Point labeling data based on photos:
......

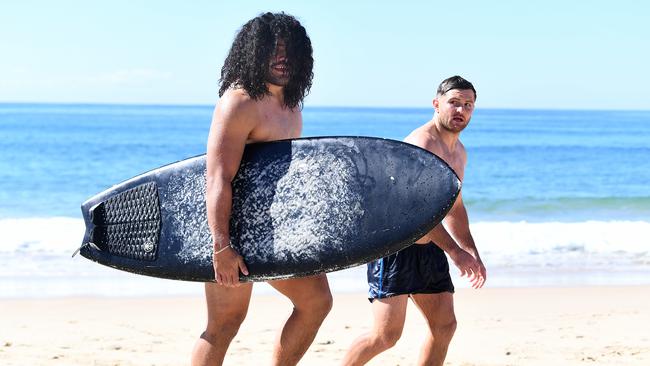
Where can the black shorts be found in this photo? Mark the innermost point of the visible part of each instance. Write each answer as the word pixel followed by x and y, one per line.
pixel 418 269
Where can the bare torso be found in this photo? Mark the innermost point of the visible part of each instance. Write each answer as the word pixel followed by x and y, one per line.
pixel 448 148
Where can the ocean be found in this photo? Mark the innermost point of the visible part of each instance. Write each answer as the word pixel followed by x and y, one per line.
pixel 555 197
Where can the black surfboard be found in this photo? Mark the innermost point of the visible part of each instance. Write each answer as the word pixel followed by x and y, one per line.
pixel 300 207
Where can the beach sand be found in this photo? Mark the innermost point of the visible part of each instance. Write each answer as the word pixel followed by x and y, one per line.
pixel 514 326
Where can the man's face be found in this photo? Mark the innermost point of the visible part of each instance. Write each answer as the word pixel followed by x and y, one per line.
pixel 278 73
pixel 455 109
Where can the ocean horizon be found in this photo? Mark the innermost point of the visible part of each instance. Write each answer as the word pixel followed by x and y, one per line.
pixel 555 197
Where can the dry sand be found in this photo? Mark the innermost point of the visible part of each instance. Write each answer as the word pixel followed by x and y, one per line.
pixel 518 326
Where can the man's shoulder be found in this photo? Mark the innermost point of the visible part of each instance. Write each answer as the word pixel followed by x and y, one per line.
pixel 236 103
pixel 237 98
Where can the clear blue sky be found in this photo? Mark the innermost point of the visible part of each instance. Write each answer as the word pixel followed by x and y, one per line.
pixel 519 54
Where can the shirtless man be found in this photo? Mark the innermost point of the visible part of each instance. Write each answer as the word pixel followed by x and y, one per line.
pixel 264 80
pixel 421 271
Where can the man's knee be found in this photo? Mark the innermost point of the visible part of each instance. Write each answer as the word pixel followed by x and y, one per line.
pixel 387 338
pixel 319 305
pixel 446 330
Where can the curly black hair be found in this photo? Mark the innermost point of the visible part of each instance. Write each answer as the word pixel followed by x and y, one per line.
pixel 247 63
pixel 455 82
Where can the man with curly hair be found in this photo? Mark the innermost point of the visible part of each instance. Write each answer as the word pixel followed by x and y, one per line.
pixel 421 271
pixel 264 80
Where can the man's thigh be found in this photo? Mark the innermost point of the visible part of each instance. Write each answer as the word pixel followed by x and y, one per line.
pixel 227 300
pixel 438 309
pixel 304 289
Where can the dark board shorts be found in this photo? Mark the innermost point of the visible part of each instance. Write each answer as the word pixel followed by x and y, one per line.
pixel 418 269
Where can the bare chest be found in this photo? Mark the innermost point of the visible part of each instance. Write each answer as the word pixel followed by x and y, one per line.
pixel 277 126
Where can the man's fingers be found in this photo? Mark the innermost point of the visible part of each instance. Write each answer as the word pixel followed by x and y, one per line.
pixel 242 266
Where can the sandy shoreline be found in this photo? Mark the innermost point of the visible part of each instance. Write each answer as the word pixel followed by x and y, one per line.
pixel 510 326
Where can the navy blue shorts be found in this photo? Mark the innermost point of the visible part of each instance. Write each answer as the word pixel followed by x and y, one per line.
pixel 418 269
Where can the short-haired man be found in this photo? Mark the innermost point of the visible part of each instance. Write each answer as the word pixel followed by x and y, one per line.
pixel 421 271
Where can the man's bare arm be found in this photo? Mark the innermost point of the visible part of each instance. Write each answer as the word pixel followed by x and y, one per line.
pixel 231 125
pixel 457 224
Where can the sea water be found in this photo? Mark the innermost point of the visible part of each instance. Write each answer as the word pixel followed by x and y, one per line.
pixel 555 198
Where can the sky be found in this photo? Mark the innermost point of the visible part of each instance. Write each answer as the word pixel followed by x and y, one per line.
pixel 552 54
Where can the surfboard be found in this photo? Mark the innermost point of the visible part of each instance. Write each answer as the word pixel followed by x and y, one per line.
pixel 300 207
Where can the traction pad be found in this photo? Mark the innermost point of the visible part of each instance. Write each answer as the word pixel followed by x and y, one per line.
pixel 128 224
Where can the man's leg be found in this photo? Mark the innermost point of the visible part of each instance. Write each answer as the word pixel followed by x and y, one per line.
pixel 312 301
pixel 227 308
pixel 389 315
pixel 438 309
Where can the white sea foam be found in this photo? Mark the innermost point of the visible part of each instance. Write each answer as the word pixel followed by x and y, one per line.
pixel 35 258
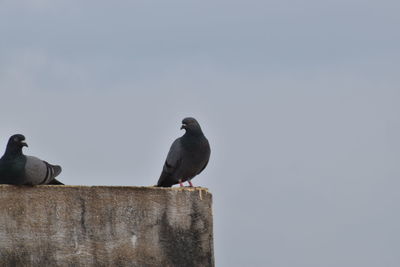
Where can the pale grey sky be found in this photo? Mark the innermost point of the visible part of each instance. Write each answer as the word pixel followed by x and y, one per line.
pixel 299 100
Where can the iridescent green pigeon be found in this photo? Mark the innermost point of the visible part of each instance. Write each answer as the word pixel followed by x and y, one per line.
pixel 18 169
pixel 187 157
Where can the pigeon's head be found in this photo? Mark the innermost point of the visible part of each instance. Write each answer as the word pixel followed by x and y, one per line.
pixel 17 141
pixel 190 125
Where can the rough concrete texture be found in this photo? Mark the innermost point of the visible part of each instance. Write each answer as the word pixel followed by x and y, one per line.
pixel 105 226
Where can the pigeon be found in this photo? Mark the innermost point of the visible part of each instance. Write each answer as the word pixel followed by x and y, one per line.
pixel 18 169
pixel 187 157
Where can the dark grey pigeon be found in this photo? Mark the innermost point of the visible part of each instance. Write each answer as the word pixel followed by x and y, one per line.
pixel 18 169
pixel 187 157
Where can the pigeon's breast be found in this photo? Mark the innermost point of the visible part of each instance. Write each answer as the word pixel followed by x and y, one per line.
pixel 35 171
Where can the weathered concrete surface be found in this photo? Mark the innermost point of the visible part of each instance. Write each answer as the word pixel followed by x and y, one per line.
pixel 105 226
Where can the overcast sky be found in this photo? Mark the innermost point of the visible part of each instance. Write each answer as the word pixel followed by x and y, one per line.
pixel 299 100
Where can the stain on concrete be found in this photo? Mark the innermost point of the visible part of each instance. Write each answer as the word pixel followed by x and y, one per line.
pixel 105 226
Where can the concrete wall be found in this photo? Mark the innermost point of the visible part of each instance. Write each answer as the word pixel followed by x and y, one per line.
pixel 105 226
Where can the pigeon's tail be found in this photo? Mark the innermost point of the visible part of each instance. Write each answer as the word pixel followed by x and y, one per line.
pixel 55 182
pixel 165 180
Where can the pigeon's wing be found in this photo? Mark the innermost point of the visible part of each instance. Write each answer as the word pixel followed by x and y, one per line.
pixel 205 165
pixel 38 171
pixel 172 163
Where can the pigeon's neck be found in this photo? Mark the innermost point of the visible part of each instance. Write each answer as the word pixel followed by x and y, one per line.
pixel 194 133
pixel 12 152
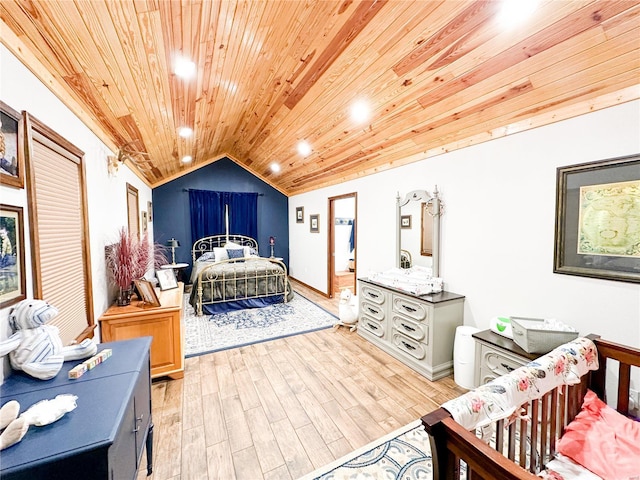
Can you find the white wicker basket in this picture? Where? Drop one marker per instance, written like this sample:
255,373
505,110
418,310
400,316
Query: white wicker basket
532,339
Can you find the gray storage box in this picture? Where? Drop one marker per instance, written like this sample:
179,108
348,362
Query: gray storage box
532,339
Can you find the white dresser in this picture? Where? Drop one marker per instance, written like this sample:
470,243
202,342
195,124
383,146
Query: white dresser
417,330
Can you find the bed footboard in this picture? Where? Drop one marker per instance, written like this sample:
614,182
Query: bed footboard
233,281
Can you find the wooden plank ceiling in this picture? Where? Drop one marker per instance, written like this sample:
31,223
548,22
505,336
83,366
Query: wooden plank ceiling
438,75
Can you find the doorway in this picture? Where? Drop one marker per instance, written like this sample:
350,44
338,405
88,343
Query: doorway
342,243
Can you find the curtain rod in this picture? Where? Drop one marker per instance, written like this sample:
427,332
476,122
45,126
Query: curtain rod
189,189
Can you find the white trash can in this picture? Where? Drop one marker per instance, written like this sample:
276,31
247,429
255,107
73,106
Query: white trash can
464,356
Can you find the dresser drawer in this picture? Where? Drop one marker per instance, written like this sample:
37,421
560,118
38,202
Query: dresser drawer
371,326
372,294
409,307
409,346
497,363
372,310
411,328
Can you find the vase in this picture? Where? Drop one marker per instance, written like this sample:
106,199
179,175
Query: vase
124,297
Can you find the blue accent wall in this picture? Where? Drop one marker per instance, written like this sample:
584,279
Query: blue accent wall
171,207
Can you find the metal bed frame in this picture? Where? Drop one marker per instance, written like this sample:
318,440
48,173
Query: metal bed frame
248,274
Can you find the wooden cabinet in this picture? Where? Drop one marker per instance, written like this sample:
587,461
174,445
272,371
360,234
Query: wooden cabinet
103,437
497,355
418,330
163,323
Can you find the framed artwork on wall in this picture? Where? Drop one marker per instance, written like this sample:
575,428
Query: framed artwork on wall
597,210
12,273
314,223
11,147
147,293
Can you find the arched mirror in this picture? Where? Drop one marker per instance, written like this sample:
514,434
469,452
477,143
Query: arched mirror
418,230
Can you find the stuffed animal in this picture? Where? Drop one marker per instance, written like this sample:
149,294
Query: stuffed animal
36,348
348,310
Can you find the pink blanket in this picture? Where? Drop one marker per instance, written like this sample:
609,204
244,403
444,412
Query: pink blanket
603,440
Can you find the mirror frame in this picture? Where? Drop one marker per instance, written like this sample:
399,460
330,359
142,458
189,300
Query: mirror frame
419,196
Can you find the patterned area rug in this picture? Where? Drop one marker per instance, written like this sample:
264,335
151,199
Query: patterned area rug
211,333
402,455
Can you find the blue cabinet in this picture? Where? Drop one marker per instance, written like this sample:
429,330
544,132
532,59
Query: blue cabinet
103,438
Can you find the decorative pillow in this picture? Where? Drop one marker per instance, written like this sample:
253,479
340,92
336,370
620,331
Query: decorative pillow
235,253
220,253
207,256
603,440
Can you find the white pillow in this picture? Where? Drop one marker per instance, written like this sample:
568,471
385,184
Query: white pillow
220,253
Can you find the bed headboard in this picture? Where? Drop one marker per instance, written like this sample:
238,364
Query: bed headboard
207,244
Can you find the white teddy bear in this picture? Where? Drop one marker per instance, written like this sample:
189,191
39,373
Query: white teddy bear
36,348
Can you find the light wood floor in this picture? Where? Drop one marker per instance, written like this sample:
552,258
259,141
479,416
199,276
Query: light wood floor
281,409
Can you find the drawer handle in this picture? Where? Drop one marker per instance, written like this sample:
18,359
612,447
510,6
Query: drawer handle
507,367
408,346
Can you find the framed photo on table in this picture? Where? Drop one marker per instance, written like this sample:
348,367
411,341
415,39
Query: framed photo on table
166,279
147,293
597,209
11,147
12,272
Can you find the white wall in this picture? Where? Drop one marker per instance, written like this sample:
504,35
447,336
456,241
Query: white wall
498,227
21,90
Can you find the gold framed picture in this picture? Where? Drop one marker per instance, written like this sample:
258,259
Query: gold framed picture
147,293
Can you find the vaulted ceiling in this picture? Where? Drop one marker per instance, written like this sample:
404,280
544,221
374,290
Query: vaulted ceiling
438,75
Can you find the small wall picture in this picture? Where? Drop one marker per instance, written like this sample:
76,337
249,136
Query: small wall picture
11,147
314,223
12,279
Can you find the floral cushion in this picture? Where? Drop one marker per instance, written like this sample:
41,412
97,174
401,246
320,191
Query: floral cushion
500,398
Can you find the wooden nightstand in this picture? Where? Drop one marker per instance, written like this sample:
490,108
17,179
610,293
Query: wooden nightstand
163,323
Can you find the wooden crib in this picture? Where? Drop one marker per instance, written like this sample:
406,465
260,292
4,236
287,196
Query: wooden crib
451,443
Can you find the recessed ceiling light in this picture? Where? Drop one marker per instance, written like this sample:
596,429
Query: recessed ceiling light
360,111
514,12
304,148
184,67
185,132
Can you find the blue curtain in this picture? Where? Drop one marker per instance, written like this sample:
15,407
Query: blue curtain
243,214
206,209
207,213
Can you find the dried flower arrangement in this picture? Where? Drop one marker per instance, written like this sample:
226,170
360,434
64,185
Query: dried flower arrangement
129,259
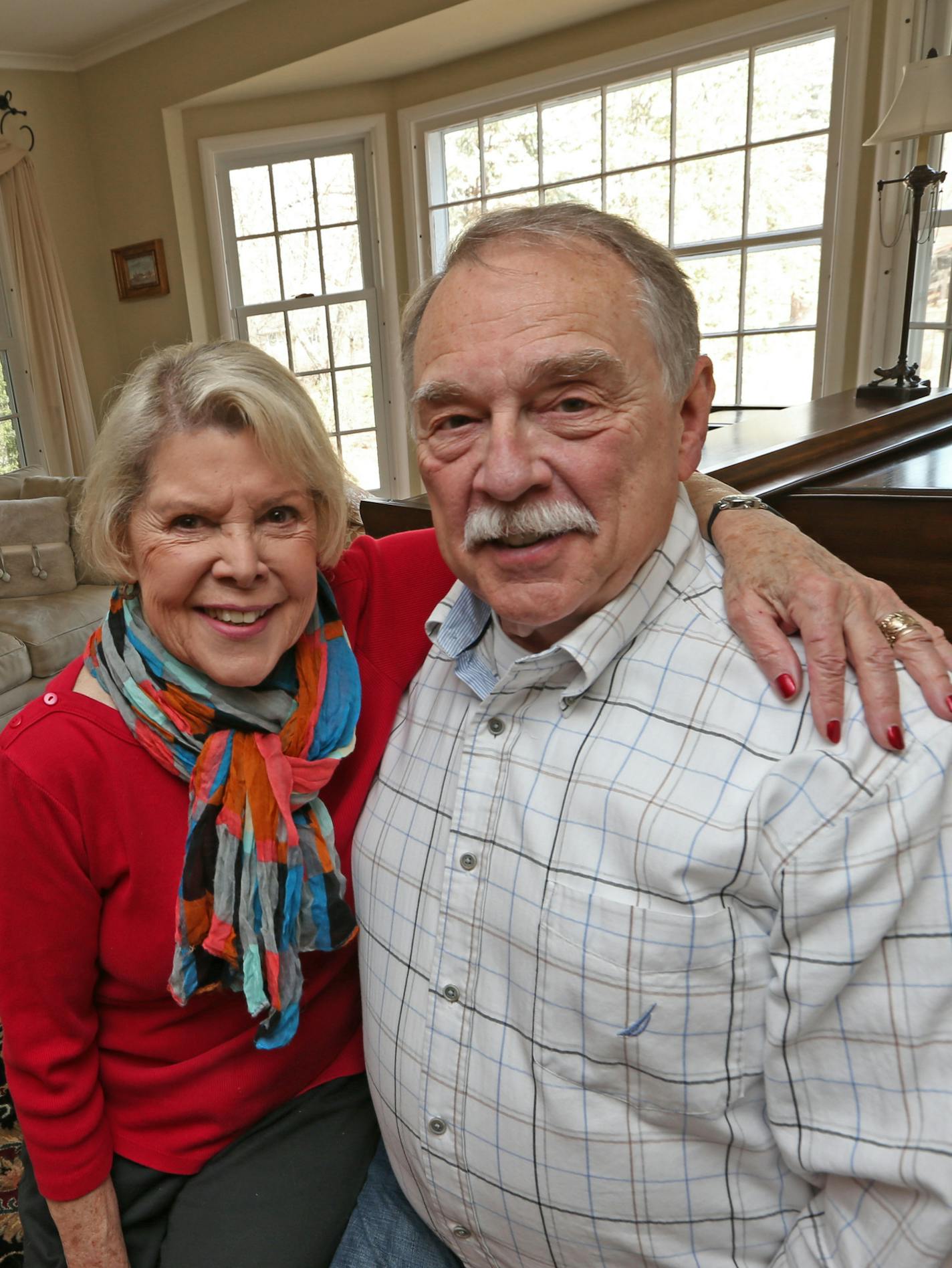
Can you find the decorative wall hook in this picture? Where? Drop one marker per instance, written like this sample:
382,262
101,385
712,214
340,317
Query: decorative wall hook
7,110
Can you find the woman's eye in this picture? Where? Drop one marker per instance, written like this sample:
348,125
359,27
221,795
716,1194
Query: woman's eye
281,515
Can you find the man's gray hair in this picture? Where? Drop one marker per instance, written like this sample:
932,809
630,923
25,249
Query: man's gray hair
661,292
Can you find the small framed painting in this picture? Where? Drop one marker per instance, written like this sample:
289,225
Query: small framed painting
140,270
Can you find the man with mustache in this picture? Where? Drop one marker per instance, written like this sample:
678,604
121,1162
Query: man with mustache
652,973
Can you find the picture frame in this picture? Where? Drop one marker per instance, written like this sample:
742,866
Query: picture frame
140,270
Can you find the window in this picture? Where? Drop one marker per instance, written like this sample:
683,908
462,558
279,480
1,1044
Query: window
14,431
304,283
727,158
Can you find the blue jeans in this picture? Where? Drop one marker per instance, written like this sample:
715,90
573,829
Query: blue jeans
384,1231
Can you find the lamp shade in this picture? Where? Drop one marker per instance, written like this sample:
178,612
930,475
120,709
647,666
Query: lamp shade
923,104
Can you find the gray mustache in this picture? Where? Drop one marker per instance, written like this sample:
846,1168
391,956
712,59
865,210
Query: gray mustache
546,519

......

Repeat the lines from the start of the items through the line containing "pixel 237 98", copying them without changes. Leave the pictures out of your answer.

Where can the black shorts be found in this photo? Mark the innermost point of the visible part of each instance. Write each answer as the word pixel followed by x and y, one per line.
pixel 418 269
Where can the bare torso be found in this photo? Mark the innermost point of the visible part of each instance. Write each answer as the word pixel followed by x and y, one per line.
pixel 448 148
Where can the ocean be found in this photo? Mark the innermost point of the visible part of each instance. Write each answer as the word pixel followed by x and y, one per line.
pixel 555 197
Where can the black surfboard be found in this photo? Mark the innermost point of the visible part of each instance. Write each answer as the word pixel followed by x and y, one per line.
pixel 300 207
Where can the beach sand be found in this photo? Mark the innermost point of the visible part of each instance. Write each answer as the word pixel followed by x and y, one per line.
pixel 514 326
Where can the man's face be found in this photo? Mark the innermost point of the visible part of each instance. Write each answer as the word pixel followed by x and y, one per line.
pixel 278 73
pixel 455 109
Where can the ocean horizon be found in this photo? Mark the innermost point of the visible part of each instance. Write each answer as the word pixel followed by x and y, one per line.
pixel 555 197
Where can the dry sand be found in this photo? Mark the innermost point of the visible part of each instance. Write each answer as the word pixel followed by x and y, one per line.
pixel 518 326
Where can the man's shoulder be found in this photo? Mark the innermost point of the visible part of each instance. Write each answer as the word pixel followed by x and y, one per line.
pixel 236 103
pixel 237 98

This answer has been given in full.